* [Testo fornito]:
____________
Oltre alla pena detentiva, il giudice dell’udienza preliminare Janos Barlotti ha disposto l’interdizione perpetua dell’infermiere dai pubblici uffici e la sospensione dall’esercizio della professione infermieristica per un periodo di tre anni. Un provvedimento che mira a tutelare ulteriormente soggetti vulnerabili da possibili future condotte simili.

Abusi notturni e indagini.

Le indagini dei Carabinieri della compagnia locale, coordinate dal pubblico ministero Stefano Stargiotti, hanno preso il via a seguito del racconto di una delle giovani vittime. Gli accertamenti hanno rivelato un quadro di abusi reiterati, consumati prevalentemente durante i turni di notte, quando l’infermiere si trovava in servizio presso la clinica specializzata in problematiche psicologiche e psichiatriche.

Le reazioni e il processo.

Due delle giovani donne vittime degli abusi, così come il gruppo societario di cui fa parte la clinica, si sono costituite parte civile nel processo, desiderose di ottenere giustizia per il terribile trauma subito. Alla prima delle due, difesa dall’avvocato Maddalena Introna, il giudice ha riconosciuto una provvisionale di 17mila euro a titolo di risarcimento. L’altra vittima, in precedenza costituitasi parte civile, aveva in seguito ritirato la sua istanza a seguito di un accordo risarcitorio extragiudiziale.

Il collegio professionale di Bologna ha immediatamente aperto un fascicolo disciplinare nei confronti dell’infermiere, in attesa degli sviluppi giudiziari definitivi per valutare ulteriori sanzioni deontologiche.
____________
* [Azione richiesta 1]: Secondo il testo sul processo all'infermiere, quale somma ha riconosciuto il giudice come provvisionale alla vittima difesa dall'avvocato Maddalena Introna?
* [Azione richiesta 2]: Estrai parola per parola dal testo sul processo all'infermiere il passo che comincia con "Le reazioni e" e termina con "ulteriori sanzioni deontologiche.".
Il materiale non ha alcun ruolo in questo lavoro.

* [Dati delle maschere di segmentazione]:
____________
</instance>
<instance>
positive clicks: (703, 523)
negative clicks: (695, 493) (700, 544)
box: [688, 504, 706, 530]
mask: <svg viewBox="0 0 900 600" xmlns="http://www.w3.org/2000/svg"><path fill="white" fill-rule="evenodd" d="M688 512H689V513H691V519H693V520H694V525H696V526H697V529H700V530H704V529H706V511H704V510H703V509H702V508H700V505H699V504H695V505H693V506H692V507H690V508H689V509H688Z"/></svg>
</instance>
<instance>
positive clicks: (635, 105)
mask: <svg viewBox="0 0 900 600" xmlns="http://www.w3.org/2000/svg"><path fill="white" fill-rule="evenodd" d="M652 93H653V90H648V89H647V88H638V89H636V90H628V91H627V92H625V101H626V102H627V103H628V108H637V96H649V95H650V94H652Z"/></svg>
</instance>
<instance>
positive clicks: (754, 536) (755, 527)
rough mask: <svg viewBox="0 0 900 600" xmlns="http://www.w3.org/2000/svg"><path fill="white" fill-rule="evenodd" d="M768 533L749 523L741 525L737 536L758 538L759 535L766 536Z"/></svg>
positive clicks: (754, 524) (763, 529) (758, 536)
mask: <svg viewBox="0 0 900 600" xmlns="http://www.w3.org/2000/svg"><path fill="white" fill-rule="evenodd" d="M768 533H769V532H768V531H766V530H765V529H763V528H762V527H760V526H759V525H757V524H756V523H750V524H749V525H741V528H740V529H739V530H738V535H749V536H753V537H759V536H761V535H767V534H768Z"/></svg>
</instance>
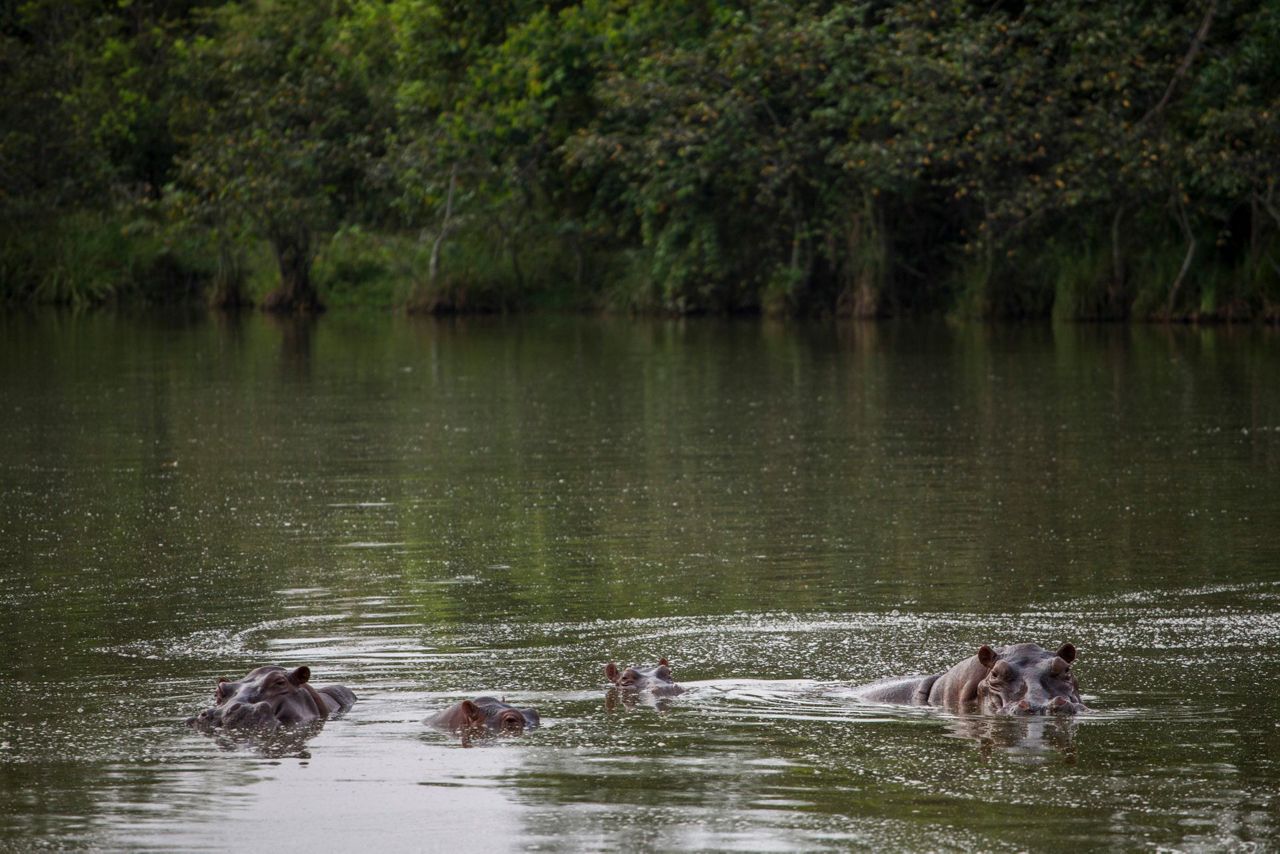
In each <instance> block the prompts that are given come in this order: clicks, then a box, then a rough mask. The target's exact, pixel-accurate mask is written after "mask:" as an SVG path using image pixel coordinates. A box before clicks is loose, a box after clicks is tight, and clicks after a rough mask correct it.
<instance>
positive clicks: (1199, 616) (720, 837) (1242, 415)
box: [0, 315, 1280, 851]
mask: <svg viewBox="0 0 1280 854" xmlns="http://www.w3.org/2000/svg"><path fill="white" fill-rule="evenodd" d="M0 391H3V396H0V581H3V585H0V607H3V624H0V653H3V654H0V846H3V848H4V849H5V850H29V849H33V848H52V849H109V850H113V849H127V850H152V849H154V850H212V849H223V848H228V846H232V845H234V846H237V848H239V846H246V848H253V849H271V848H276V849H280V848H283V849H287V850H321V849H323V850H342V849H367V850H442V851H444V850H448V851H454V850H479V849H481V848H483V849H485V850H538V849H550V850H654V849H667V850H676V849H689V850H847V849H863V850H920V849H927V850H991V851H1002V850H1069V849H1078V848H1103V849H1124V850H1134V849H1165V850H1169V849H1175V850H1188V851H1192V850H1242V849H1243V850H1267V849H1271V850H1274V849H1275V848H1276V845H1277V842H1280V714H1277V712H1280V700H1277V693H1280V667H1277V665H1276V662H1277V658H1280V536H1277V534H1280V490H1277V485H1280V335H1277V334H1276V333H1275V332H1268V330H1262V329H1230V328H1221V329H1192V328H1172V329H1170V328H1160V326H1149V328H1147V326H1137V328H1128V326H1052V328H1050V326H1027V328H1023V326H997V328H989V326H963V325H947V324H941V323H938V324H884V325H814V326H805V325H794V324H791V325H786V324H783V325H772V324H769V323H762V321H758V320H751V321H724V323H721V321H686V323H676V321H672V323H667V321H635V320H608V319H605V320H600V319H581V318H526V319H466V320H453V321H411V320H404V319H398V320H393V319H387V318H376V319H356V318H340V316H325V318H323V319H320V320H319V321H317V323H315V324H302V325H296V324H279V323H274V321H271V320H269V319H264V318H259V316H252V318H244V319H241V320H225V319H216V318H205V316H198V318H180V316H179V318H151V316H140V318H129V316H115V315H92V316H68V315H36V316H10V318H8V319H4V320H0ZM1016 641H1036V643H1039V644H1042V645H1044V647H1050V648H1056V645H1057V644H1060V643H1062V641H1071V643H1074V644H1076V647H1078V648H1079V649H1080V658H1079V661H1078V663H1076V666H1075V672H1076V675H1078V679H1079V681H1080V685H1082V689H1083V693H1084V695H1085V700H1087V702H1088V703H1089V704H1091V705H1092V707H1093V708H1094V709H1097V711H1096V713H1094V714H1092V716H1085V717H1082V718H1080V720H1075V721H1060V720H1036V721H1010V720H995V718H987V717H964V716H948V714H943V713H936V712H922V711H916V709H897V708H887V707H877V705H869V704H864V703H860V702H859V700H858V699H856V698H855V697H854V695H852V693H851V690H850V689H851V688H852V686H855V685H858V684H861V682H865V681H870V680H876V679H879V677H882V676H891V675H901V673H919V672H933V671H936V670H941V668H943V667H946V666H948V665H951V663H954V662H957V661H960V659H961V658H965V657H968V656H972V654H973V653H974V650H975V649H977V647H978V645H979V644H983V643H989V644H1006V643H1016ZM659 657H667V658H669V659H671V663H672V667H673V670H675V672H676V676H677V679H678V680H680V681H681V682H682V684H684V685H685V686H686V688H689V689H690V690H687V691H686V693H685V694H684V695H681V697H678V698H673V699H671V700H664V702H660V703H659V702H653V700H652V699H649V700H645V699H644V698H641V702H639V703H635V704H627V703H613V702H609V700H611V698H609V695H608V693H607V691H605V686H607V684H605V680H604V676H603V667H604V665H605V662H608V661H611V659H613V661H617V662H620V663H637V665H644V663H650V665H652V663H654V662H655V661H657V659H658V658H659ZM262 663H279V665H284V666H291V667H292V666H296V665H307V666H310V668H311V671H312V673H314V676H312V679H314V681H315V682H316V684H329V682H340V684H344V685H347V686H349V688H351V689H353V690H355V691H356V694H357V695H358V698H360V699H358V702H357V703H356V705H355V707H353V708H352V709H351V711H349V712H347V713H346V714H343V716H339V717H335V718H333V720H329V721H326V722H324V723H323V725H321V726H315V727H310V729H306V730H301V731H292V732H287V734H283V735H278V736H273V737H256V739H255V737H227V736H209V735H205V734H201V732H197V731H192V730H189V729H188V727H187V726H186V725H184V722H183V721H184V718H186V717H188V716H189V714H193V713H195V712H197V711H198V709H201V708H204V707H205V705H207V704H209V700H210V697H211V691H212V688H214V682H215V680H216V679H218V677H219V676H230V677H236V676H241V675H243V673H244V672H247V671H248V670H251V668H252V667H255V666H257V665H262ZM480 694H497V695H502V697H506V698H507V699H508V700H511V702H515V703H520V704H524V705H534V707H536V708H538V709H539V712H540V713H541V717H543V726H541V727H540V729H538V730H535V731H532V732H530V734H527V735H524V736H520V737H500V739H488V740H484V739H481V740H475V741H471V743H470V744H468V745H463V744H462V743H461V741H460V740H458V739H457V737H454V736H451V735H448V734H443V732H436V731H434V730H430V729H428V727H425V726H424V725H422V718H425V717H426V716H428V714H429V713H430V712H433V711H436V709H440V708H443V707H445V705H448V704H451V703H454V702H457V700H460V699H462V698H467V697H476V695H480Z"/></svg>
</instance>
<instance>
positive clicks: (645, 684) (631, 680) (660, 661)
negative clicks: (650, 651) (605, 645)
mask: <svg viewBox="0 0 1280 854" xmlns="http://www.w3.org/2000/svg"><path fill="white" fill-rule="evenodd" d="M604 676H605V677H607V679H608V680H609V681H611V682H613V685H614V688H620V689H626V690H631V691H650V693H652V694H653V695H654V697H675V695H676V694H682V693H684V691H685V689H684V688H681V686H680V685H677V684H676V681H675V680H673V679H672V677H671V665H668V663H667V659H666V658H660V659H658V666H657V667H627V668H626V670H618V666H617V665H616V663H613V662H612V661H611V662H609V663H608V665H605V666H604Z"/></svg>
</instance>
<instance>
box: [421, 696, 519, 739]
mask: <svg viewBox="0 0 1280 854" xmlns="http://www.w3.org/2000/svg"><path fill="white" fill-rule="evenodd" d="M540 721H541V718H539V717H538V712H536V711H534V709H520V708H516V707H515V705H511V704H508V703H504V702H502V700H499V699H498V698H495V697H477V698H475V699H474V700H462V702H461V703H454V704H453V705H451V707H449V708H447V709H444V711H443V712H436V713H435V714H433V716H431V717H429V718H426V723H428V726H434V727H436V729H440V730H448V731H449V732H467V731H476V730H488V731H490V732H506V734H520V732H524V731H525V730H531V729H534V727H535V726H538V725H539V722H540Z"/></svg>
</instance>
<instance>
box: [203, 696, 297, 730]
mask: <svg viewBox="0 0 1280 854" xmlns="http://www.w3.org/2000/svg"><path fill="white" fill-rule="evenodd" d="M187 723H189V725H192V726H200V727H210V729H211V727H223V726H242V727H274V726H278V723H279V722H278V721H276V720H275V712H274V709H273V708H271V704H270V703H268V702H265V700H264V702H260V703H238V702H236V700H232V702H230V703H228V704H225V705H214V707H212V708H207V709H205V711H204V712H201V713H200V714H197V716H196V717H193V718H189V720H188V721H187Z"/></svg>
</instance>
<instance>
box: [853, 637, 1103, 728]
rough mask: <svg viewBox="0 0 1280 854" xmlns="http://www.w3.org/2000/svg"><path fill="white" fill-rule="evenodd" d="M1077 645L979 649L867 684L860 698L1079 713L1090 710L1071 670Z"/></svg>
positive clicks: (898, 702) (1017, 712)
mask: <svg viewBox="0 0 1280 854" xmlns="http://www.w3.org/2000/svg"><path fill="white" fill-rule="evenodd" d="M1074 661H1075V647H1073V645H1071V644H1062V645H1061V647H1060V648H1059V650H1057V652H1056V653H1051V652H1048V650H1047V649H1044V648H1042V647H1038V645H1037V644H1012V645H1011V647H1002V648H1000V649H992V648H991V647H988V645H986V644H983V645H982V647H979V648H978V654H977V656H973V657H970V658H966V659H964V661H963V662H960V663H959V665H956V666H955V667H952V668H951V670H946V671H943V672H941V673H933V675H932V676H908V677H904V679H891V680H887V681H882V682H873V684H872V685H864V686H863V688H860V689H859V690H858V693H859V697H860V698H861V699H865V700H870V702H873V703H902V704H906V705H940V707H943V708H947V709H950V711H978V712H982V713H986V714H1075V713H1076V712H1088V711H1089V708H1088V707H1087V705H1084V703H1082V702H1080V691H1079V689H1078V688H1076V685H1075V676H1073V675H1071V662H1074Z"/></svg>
____________
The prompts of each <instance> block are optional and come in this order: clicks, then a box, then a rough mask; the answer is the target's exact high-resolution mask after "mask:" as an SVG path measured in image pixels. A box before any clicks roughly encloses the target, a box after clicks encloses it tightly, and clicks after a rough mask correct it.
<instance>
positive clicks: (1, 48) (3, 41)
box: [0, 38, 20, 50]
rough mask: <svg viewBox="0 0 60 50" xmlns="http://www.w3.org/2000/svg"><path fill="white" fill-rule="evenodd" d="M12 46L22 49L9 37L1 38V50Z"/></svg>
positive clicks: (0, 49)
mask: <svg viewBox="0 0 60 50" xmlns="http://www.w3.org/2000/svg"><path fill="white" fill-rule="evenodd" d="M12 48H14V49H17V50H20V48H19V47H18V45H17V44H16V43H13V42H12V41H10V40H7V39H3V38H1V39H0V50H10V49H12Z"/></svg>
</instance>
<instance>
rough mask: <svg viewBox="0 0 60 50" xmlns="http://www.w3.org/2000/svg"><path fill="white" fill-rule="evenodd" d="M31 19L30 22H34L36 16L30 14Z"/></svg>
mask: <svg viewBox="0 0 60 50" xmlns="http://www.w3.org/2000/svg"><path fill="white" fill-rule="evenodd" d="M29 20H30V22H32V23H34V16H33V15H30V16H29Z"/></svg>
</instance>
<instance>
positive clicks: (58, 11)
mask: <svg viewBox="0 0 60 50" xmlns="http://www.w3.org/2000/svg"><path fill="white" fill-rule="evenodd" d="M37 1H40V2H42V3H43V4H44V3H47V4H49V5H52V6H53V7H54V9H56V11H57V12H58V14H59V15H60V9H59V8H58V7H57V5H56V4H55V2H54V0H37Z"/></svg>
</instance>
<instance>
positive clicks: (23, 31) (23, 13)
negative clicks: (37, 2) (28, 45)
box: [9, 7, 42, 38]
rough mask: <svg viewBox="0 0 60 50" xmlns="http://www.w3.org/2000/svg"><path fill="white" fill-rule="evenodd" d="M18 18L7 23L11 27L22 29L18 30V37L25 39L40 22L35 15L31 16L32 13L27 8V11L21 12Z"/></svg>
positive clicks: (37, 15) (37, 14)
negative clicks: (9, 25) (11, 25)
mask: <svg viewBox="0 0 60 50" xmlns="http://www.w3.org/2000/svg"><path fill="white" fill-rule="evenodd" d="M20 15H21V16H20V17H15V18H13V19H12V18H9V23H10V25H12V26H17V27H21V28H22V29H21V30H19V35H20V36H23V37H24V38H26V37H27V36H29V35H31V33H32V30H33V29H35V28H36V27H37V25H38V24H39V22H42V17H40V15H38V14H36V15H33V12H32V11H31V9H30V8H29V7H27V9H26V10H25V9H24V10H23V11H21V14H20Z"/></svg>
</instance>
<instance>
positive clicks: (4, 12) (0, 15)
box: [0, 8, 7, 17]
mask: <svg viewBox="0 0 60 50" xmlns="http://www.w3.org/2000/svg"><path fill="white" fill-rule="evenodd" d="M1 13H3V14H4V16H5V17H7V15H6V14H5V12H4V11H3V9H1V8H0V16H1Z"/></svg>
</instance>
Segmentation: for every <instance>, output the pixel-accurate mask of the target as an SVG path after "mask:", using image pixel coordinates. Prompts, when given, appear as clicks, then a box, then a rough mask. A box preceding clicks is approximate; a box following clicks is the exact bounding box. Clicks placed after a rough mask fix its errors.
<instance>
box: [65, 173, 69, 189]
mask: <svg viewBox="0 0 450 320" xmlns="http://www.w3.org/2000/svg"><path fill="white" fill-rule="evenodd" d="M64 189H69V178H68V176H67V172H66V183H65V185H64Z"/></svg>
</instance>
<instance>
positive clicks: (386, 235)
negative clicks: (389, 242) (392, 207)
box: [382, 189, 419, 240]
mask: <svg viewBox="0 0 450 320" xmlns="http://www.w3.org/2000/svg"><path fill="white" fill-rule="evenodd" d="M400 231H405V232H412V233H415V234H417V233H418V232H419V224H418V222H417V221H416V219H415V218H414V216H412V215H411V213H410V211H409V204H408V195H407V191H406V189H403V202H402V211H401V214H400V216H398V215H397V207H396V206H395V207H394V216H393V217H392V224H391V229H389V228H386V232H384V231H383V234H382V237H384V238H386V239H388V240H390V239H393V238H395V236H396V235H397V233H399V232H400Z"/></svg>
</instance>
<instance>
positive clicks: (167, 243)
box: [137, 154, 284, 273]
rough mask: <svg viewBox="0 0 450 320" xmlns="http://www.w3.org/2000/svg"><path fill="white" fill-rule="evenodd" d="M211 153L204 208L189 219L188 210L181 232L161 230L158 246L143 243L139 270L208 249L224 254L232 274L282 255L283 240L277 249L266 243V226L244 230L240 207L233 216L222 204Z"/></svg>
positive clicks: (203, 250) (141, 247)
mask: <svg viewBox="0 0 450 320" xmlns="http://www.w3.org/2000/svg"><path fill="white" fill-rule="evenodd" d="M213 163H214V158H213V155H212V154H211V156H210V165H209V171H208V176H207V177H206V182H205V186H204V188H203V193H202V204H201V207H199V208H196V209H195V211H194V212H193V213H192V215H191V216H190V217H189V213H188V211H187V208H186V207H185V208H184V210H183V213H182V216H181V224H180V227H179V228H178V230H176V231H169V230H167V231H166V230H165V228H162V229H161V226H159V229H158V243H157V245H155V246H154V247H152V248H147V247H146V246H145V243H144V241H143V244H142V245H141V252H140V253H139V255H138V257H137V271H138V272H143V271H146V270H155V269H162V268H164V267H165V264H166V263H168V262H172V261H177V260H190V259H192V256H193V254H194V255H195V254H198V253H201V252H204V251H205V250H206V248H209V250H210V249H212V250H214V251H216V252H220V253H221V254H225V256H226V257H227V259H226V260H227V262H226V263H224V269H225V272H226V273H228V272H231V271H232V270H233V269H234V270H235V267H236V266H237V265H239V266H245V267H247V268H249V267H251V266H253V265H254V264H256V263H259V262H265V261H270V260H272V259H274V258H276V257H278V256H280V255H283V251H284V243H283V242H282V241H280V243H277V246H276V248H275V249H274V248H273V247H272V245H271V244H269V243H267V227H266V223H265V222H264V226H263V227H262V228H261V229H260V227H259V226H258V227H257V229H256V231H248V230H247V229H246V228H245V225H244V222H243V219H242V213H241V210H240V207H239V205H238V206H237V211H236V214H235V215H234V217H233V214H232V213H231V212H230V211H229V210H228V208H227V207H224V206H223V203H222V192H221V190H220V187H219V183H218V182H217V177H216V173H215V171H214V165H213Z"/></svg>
____________
* [Esito del compito 1]: Una provvisionale di 17mila euro a titolo di risarcimento.

* [Esito del compito 2]:
Le reazioni e il processo.

Due delle giovani donne vittime degli abusi, così come il gruppo societario di cui fa parte la clinica, si sono costituite parte civile nel processo, desiderose di ottenere giustizia per il terribile trauma subito. Alla prima delle due, difesa dall’avvocato Maddalena Introna, il giudice ha riconosciuto una provvisionale di 17mila euro a titolo di risarcimento. L’altra vittima, in precedenza costituitasi parte civile, aveva in seguito ritirato la sua istanza a seguito di un accordo risarcitorio extragiudiziale.

Il collegio professionale di Bologna ha immediatamente aperto un fascicolo disciplinare nei confronti dell’infermiere, in attesa degli sviluppi giudiziari definitivi per valutare ulteriori sanzioni deontologiche.